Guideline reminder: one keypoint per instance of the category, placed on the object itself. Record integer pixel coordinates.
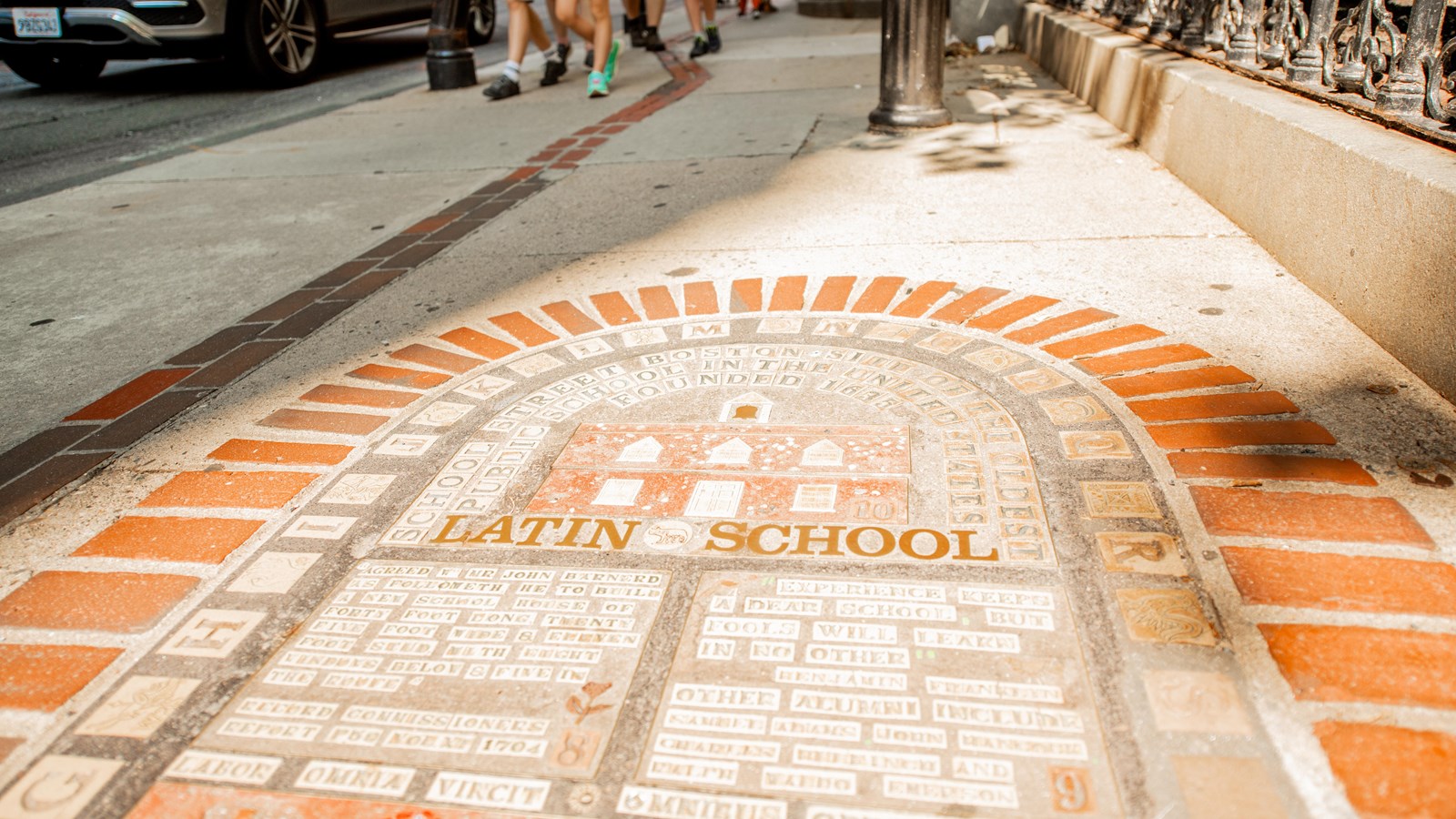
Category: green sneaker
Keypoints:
(597, 85)
(611, 70)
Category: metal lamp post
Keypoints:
(449, 60)
(912, 66)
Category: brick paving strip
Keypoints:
(1219, 431)
(1216, 426)
(43, 467)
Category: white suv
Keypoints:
(278, 41)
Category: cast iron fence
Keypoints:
(1388, 60)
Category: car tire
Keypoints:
(482, 22)
(55, 70)
(281, 43)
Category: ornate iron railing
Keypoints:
(1387, 60)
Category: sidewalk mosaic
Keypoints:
(829, 511)
(848, 548)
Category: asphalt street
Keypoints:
(145, 111)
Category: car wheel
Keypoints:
(482, 22)
(57, 70)
(281, 41)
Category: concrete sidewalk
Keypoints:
(696, 453)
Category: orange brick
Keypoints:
(1307, 516)
(1218, 405)
(788, 293)
(43, 678)
(924, 298)
(1067, 322)
(230, 490)
(315, 421)
(1239, 433)
(1177, 380)
(747, 296)
(615, 309)
(436, 358)
(966, 307)
(1103, 341)
(399, 376)
(659, 302)
(182, 540)
(1310, 581)
(570, 318)
(281, 452)
(1004, 317)
(94, 601)
(1392, 771)
(834, 295)
(360, 397)
(478, 343)
(523, 329)
(699, 298)
(1269, 467)
(1349, 663)
(878, 293)
(1120, 363)
(130, 395)
(431, 225)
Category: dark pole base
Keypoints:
(897, 120)
(451, 72)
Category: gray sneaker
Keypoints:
(502, 87)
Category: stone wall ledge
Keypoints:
(1361, 215)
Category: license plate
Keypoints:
(36, 22)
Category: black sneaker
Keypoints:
(502, 87)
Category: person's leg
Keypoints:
(654, 18)
(555, 60)
(695, 15)
(519, 35)
(560, 29)
(695, 18)
(602, 35)
(633, 22)
(711, 12)
(567, 12)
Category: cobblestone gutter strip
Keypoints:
(1244, 457)
(43, 467)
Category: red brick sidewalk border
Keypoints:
(43, 467)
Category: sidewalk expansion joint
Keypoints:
(43, 468)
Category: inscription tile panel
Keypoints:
(480, 669)
(881, 694)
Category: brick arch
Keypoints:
(1206, 424)
(972, 421)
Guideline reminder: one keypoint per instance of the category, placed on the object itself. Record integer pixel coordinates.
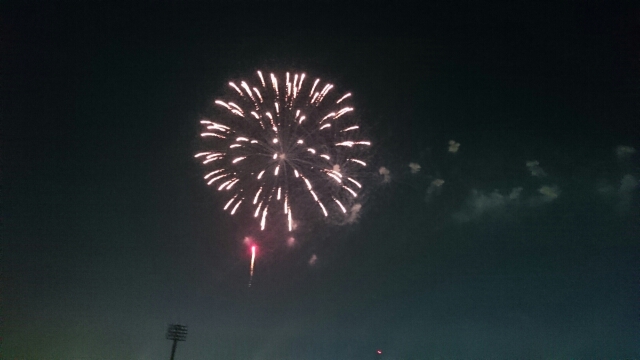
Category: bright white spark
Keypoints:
(351, 191)
(355, 182)
(229, 203)
(237, 89)
(212, 173)
(264, 216)
(342, 98)
(314, 87)
(222, 103)
(224, 184)
(213, 134)
(261, 78)
(323, 209)
(255, 199)
(340, 204)
(216, 178)
(236, 207)
(257, 210)
(342, 112)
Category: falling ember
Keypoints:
(302, 131)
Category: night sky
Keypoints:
(109, 232)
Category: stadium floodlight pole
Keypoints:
(176, 332)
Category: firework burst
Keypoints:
(278, 147)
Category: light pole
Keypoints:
(176, 332)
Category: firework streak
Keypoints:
(277, 146)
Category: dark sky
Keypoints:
(109, 232)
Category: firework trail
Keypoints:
(282, 146)
(253, 259)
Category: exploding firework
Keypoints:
(280, 147)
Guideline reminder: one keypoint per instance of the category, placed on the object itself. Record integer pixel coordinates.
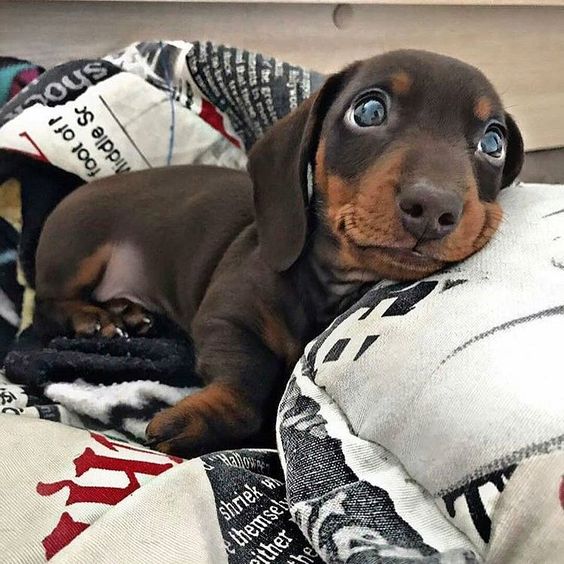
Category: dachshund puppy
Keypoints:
(391, 170)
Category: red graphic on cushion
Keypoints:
(39, 155)
(67, 529)
(210, 115)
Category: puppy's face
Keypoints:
(412, 154)
(410, 150)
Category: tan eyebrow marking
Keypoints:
(401, 82)
(483, 108)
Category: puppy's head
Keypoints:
(409, 151)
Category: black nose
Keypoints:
(428, 212)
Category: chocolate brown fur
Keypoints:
(250, 269)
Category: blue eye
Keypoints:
(370, 110)
(492, 143)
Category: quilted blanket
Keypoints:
(424, 425)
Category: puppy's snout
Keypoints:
(428, 212)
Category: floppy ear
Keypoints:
(515, 152)
(278, 165)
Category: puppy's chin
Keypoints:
(386, 262)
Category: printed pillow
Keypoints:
(428, 418)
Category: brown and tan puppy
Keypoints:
(407, 151)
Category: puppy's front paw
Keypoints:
(214, 419)
(173, 431)
(90, 321)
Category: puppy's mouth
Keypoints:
(399, 254)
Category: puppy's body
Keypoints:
(407, 151)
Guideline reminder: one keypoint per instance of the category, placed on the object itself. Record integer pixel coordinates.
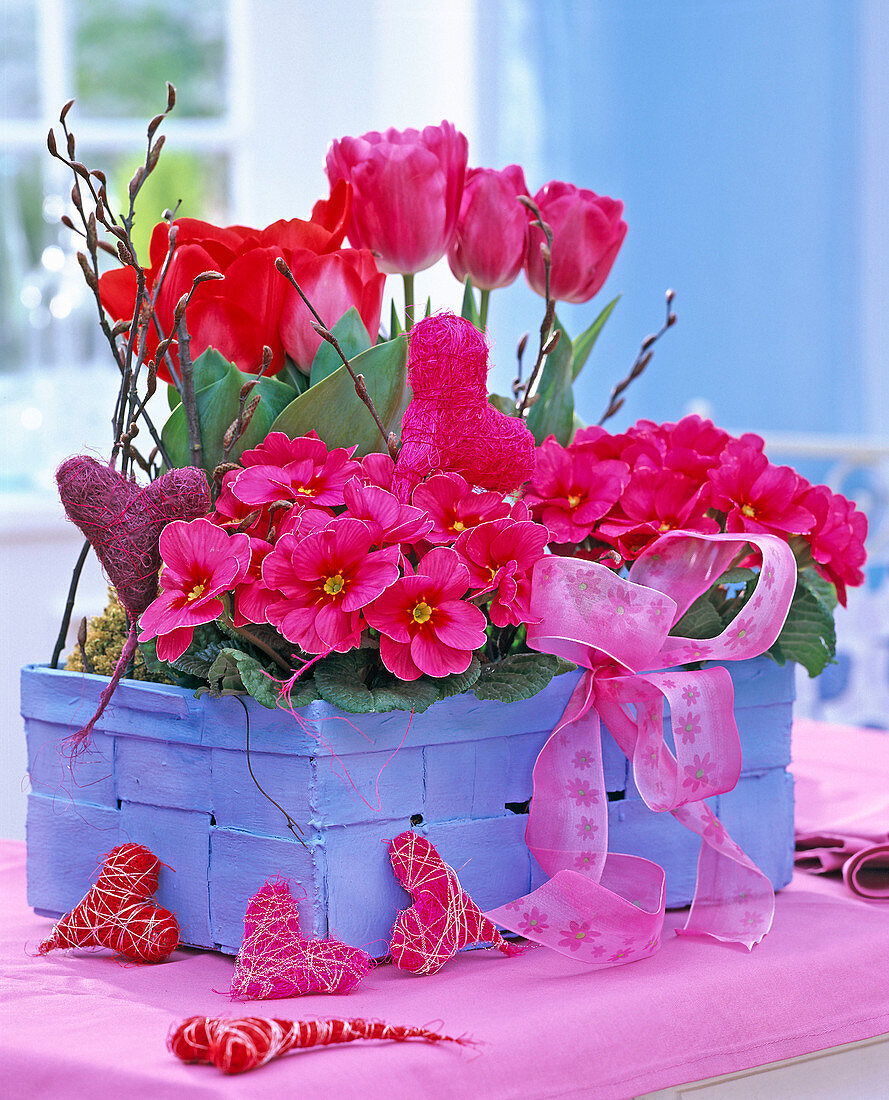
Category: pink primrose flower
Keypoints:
(425, 625)
(570, 494)
(231, 513)
(655, 502)
(251, 596)
(321, 582)
(387, 519)
(377, 470)
(454, 507)
(500, 556)
(302, 521)
(201, 563)
(757, 496)
(310, 475)
(837, 538)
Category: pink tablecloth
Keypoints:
(545, 1026)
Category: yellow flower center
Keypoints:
(421, 613)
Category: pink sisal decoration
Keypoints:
(449, 425)
(605, 909)
(238, 1045)
(123, 523)
(442, 919)
(275, 961)
(118, 913)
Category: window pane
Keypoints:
(198, 182)
(124, 51)
(19, 61)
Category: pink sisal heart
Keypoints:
(449, 425)
(443, 919)
(123, 521)
(275, 961)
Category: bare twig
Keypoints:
(641, 361)
(358, 380)
(66, 615)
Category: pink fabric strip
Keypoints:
(602, 908)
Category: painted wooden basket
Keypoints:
(171, 771)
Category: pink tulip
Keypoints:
(406, 190)
(588, 231)
(492, 230)
(332, 283)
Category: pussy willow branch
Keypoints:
(547, 344)
(325, 333)
(128, 407)
(641, 361)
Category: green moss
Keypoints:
(106, 635)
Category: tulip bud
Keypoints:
(492, 230)
(588, 231)
(406, 191)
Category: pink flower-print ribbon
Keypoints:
(603, 908)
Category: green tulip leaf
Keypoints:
(352, 338)
(217, 395)
(584, 343)
(505, 405)
(552, 414)
(333, 409)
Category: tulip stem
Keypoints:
(485, 297)
(325, 333)
(408, 282)
(548, 338)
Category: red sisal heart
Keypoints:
(118, 911)
(123, 520)
(123, 523)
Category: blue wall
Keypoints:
(728, 129)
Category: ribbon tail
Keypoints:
(734, 901)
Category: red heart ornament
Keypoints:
(276, 961)
(123, 520)
(118, 911)
(443, 919)
(449, 425)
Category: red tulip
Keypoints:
(332, 283)
(588, 231)
(406, 193)
(237, 315)
(492, 230)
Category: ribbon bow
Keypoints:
(604, 908)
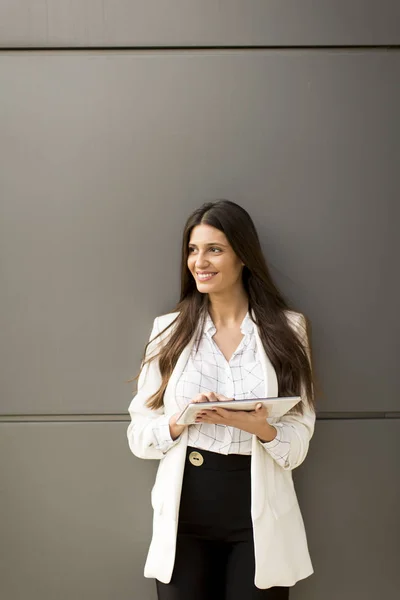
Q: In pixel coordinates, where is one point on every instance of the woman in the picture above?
(226, 523)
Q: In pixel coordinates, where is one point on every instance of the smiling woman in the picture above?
(227, 517)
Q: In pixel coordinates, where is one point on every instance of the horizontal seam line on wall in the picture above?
(355, 47)
(120, 417)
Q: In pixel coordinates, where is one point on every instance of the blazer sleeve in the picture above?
(290, 446)
(148, 431)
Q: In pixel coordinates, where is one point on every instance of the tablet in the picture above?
(277, 407)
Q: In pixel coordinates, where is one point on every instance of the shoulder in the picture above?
(295, 319)
(162, 321)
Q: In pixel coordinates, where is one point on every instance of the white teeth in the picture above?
(205, 275)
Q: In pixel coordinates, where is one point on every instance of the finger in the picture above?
(223, 398)
(199, 398)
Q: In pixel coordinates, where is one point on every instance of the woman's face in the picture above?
(211, 260)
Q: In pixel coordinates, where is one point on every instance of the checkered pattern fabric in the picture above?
(208, 370)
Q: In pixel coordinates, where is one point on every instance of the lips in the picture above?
(205, 276)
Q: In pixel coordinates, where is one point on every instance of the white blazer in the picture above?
(280, 543)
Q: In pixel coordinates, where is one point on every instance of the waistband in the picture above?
(217, 461)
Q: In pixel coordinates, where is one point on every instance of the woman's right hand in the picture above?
(176, 430)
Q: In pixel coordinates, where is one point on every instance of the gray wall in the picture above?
(104, 150)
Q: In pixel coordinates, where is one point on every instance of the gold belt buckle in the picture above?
(196, 459)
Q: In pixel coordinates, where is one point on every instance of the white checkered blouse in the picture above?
(240, 378)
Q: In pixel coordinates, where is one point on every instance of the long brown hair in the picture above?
(285, 350)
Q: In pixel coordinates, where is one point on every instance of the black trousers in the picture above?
(215, 548)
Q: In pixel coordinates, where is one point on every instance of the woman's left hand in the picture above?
(254, 421)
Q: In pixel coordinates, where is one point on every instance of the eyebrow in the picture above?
(208, 244)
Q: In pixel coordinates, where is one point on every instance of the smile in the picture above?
(205, 276)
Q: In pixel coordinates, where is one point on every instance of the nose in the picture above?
(201, 261)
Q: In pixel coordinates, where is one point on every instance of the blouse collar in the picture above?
(246, 326)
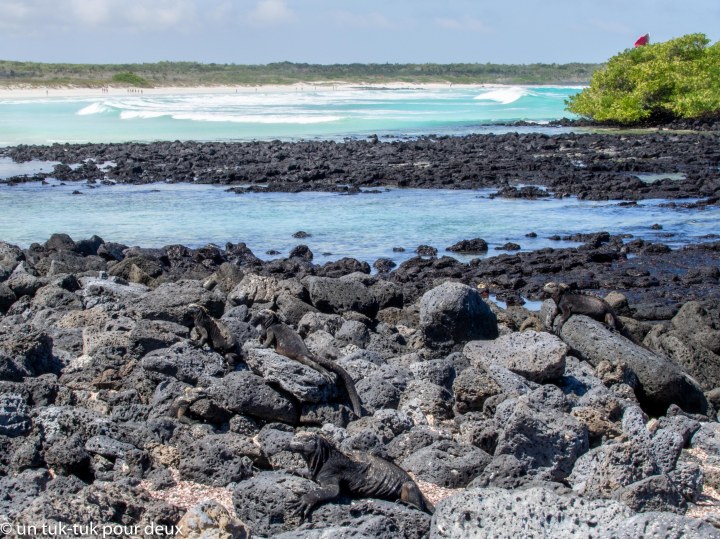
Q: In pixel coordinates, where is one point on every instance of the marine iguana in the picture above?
(361, 474)
(569, 302)
(213, 332)
(289, 344)
(180, 406)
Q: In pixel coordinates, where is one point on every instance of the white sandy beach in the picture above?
(19, 92)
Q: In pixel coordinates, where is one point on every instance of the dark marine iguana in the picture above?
(213, 333)
(571, 302)
(361, 475)
(289, 344)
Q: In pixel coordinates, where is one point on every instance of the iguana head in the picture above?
(195, 308)
(553, 289)
(265, 318)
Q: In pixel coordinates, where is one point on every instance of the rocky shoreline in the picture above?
(510, 429)
(588, 165)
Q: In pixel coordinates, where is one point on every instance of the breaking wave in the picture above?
(504, 96)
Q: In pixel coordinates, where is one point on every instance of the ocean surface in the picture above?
(307, 113)
(364, 226)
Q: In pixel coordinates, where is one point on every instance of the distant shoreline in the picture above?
(30, 92)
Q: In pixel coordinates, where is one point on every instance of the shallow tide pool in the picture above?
(364, 226)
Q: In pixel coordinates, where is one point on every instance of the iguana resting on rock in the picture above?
(180, 406)
(289, 344)
(570, 303)
(361, 475)
(213, 332)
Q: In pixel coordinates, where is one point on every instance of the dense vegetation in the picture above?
(130, 79)
(677, 79)
(196, 74)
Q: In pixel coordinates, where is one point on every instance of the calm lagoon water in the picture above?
(287, 115)
(364, 226)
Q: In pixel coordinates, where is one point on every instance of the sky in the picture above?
(342, 31)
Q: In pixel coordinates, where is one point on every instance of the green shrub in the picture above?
(130, 78)
(665, 81)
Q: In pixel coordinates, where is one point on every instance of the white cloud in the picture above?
(463, 24)
(272, 12)
(34, 15)
(611, 27)
(371, 20)
(91, 13)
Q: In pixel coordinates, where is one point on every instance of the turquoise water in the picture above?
(364, 226)
(286, 115)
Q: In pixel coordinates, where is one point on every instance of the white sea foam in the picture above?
(93, 108)
(142, 114)
(256, 119)
(504, 96)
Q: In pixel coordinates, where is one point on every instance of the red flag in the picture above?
(644, 40)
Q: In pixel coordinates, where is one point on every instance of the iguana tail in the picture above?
(347, 382)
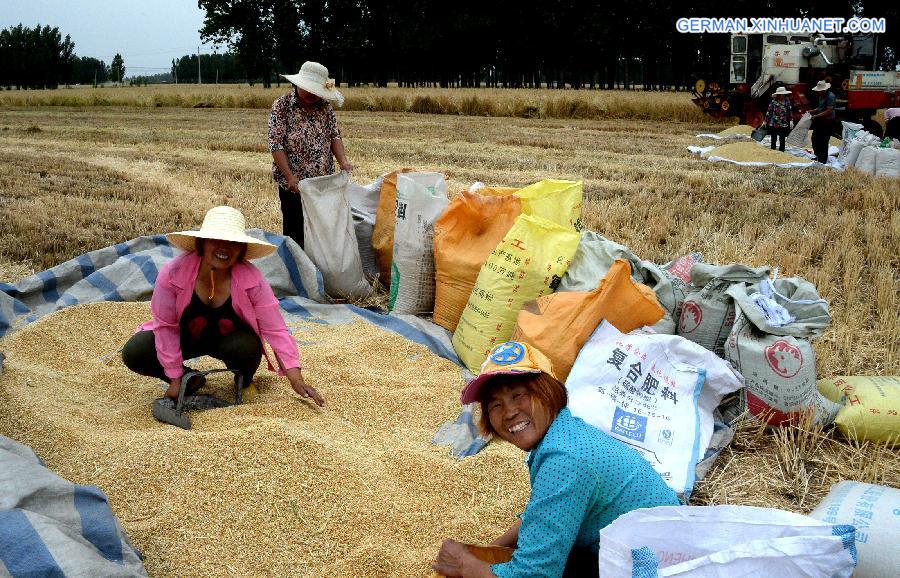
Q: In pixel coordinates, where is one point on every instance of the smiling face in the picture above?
(219, 254)
(516, 416)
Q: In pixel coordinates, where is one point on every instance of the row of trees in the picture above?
(510, 43)
(40, 57)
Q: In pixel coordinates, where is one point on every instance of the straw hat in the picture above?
(313, 77)
(225, 224)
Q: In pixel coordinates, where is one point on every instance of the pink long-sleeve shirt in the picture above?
(251, 297)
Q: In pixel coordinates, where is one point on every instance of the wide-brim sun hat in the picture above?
(313, 78)
(510, 358)
(225, 224)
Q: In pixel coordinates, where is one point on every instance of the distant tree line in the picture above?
(505, 43)
(40, 57)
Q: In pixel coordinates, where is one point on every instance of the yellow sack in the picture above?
(464, 237)
(529, 262)
(558, 325)
(871, 408)
(558, 201)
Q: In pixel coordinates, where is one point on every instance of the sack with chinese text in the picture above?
(875, 513)
(870, 406)
(421, 198)
(771, 345)
(555, 200)
(363, 201)
(329, 235)
(724, 541)
(558, 325)
(385, 220)
(707, 313)
(653, 392)
(529, 262)
(464, 237)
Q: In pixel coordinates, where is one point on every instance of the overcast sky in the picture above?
(147, 33)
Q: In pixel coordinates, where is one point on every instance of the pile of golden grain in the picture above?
(736, 130)
(273, 487)
(750, 151)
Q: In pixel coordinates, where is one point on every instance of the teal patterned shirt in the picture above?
(581, 480)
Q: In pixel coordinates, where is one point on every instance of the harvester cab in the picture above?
(759, 63)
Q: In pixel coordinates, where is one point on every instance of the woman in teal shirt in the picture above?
(581, 478)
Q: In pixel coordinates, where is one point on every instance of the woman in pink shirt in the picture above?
(212, 301)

> **Task to carry out**
Copy out everything from the line containing "pink shirt in the picture above?" down to the end of the data, keeping each line exactly as it appears.

> **Solution to this problem**
Q: In pixel coordinates, where is one point on every instance of the woman in pink shirt in the picture above?
(212, 301)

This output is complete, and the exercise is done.